Den Rest - 950 Millionen Euro - sowie sämtliche später anfallenden Mehrkosten - hat laut Finanzierungsvereinbarung vom April 2009 allein der Bund zu tragen. Doch kaum hatten Ministerpräsident Stefan Mappus (CDU) und Bahnchef Rüdiger Grube die inflations- und bautechnisch bedingte Kostensteigerung von 865 Millionen Euro bekannt gegeben, entbrannte hinter den Kulissen ein Streit darüber, ob die Projektpartner und Kofinanziers Bahn und Land nicht doch einen Teil der Summe übernehmen könnten.

Offiziell wurden Verhandlungen über eine Kostenübernahme bestritten oder zu informellen Gesprächen herabgestuft.

· · ·

--- Aufgaben ---
[1] Beantworte diese Fragen zum Artikel:
(a) Was hat laut der Finanzierungsvereinbarung vom April 2009 allein der Bund zu tragen?
(b) Wie hoch war die Kostensteigerung, die Stefan Mappus und Rüdiger Grube bekannt gaben?
(c) Wie wurden Verhandlungen über eine Kostenübernahme offiziell dargestellt?
[2] Wie könnte der Artikel über den Streit um die Mehrkosten weitergehen? Führe ihn nach seinem letzten Satz fort.

--- Extrahierte Daten ---
· · ·

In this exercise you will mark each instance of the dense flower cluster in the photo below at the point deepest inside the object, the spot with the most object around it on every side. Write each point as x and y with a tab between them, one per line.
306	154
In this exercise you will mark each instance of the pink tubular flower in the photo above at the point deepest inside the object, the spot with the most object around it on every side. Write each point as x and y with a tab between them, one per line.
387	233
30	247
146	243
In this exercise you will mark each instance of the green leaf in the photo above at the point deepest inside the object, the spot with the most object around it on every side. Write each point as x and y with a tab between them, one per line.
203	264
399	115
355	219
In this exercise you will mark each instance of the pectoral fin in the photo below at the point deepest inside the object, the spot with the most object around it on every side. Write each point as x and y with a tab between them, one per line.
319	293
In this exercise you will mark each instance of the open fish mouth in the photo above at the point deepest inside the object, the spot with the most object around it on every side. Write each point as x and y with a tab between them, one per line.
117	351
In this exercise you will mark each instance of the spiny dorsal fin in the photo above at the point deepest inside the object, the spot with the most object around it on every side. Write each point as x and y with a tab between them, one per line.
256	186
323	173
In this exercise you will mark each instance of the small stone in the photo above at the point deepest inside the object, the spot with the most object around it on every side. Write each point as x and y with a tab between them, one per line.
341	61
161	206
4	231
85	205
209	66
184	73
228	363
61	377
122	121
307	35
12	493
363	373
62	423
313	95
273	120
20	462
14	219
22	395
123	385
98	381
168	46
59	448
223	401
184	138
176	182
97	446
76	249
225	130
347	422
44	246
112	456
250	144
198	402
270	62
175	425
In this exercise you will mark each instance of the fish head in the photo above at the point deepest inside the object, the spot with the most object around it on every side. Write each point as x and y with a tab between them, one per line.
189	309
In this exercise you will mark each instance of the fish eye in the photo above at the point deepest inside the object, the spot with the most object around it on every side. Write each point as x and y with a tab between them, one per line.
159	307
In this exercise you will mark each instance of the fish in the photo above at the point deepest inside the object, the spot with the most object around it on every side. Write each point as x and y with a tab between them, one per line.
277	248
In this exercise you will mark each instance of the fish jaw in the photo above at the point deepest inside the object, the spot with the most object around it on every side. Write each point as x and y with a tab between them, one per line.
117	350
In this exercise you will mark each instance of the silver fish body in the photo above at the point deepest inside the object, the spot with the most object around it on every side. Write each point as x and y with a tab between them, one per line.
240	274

· · ·

--- Lösungen ---
[1]
(a) Den Rest von 950 Millionen Euro sowie sämtliche später anfallenden Mehrkosten.
(b) 865 Millionen Euro.
(c) Sie wurden bestritten oder zu informellen Gesprächen herabgestuft.

[2]
Im September 2010 bestätigte der Sprecher von Bundesverkehrsminister Peter Ramsauer schließlich einen Bericht er Stuttgarter Zeitung, wonach der Bund die Projektpartner an der Finanzierung der Mehrkosten beteiligen will. Die Landesregierung dementierte umgehend; sie sei in die Verhandlungen nicht eingebunden. Bis auf weiteres jedenfalls wird der Landesverkehrsetat durch die jetzt getroffene Regelung geschont.